## Prompt
Please duplicate the part of the Harvard Business Review interview post starting at "Let me put you" and ending at "a simple damage?...", with no changes.

## Excerpt

4.25.2008

Harvard Business Review Interview - "The Science of Thinking Smarter"

The May issue of Harvard Business Review features an interview with John Medina, author of "Brain Rules." The article is called The Science of Thinking Smarter (click to read the full article on the HBR site). Below is the executive summary.



Neuroscience can show managers ways to improve productivity.
A Conversation with brain expert John J. Medina by Diane Coutu

Advances in neurobiology have demonstrated that the brain is so sensitive to external experiences that it can be rewired through exposure to cultural influences. Experiments have shown that in some people, parts of the brain light up only when they are presented with an image of Bill Clinton. In others, it’s Jennifer Aniston. Or Halle Berry. What other stimuli could rewire the brain? Is there a Boeing brain? A Goldman Sachs brain?

No one really knows yet, says Medina, a developmental molecular biologist, who has spent much of his career exploring the mysteries of neuroscience with laypeople. As tempting as it is to try to translate the growing advances to the workplace, he warns, it’s just too early to tell how the revolution in neurobiology is going to affect the way executives run their organizations. “If we understood how the brain knew how to pick up a glass of water and drink it, that would represent a major achievement,” he says.

Still, neuroscientists are learning much that can be put to practical use. For instance, exercise is good for the brain, and long-term stress is harmful, inevitably hurting productivity in the workplace. Stressed people don’t do math very well, they don’t process language very efficiently, and their ability to remember—in both the short and long terms—declines. In fact, the brain wasn’t built to remember with anything like analytic precision and shouldn’t be counted on to do so. True memory is a very rare thing on this planet, Medina says. That’s because the brain isn’t really interested in reality; it’s interested in survival.

What’s more, and contrary to what many twentieth-century educators believed, the brain can keep learning at any age. “We are lifelong learners,” Medina says. “That’s very good news indeed.”
Read the full interview in Harvard Business Review

4 comments:

Psikus said...

Dear Medina,
Congratulations for your work: very clear, comprehensive and stimulating.
And I’m just beginning to take contact with it!...
Let me put you a question: are you saying that Jean Piaget was wrong, the child is not “instinctively” motivated, primarily curious to know reality, acting upon it; but simply reacting to everything that may cause a simple damage?...
Thank you for any answer, no matters it can to menace the survival of my established thought!...

David Rock said...

It's no surprise that John says he can't see many applications of the science to business. Making a connection requires bridging two domains, which takes a little knowledge in each, more so than a lot of knowledge in one.

The people who will be able to make these connections, who will find applications of neuroscience in the workplace, will be interdisciplinary across business AND neuroscience. For example, the director of a business school who has taught himself the language of the brain and can now see how useful many findings are, when trying to get cynical business students to learn about themselves and thus become better leaders.

The business world struggles to teach individuals to be more self aware and aware of others, to be better at decision making, to stay more cool under pressure, manage their emotions, and get on better with others. Neuroscience, at least the non-reductionist arms of it, has much to offer these challenges. For more see neuroleadership.org

Anonymous said...

The information in your book The Brain Rules is fascinating! I am a "lay person" that is an avid student of the brain/ mind / body connection. I consider this information critically important for our culture and where we find ourselves in our lifestyle. It's interesting how timely these discoveries have come to the public awareness.

Alessandra said...

A question:
what effects has the stress caused by the long-lasting wars (much longer than the 30-60 seconds acceptable level) had on the evolution of our brain and its ability to handle longer periods of stress? Wars have accompanied the humam race since the beginning.

## Entries shown
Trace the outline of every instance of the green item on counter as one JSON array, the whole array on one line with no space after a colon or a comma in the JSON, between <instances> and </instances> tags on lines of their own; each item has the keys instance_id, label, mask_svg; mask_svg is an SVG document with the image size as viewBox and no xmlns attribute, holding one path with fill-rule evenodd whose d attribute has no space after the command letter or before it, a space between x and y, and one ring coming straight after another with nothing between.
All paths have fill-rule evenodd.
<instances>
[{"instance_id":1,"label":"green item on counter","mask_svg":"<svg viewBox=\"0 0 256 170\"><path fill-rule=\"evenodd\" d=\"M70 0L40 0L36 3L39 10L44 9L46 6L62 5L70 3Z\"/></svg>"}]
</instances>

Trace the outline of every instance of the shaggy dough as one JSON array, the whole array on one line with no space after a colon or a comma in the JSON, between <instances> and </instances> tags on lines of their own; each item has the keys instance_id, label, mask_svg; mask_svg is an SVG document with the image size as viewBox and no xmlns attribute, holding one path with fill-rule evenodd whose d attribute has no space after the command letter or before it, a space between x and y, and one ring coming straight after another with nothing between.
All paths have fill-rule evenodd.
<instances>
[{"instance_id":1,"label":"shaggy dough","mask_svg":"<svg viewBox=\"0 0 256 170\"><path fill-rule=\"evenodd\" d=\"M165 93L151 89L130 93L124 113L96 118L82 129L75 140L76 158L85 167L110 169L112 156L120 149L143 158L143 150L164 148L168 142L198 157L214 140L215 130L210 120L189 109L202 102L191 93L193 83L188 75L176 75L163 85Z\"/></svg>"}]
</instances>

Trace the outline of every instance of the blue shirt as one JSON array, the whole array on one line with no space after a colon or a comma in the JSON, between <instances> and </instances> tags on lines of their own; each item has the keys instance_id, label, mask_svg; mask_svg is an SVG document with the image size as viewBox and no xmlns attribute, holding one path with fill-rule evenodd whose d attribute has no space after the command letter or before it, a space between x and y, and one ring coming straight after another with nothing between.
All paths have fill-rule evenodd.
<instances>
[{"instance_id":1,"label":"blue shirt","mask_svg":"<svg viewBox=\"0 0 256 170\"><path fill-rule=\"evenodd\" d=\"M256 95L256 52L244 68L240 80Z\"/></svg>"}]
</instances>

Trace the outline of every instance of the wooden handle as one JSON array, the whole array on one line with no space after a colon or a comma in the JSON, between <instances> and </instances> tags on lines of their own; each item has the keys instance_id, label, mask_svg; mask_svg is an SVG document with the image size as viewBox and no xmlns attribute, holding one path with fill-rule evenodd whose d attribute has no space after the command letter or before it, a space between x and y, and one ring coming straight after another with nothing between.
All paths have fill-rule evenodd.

## Answer box
Let me put you a question: are you saying that Jean Piaget was wrong, the child is not “instinctively” motivated, primarily curious to know reality, acting upon it; but simply reacting to everything that may cause a simple damage?...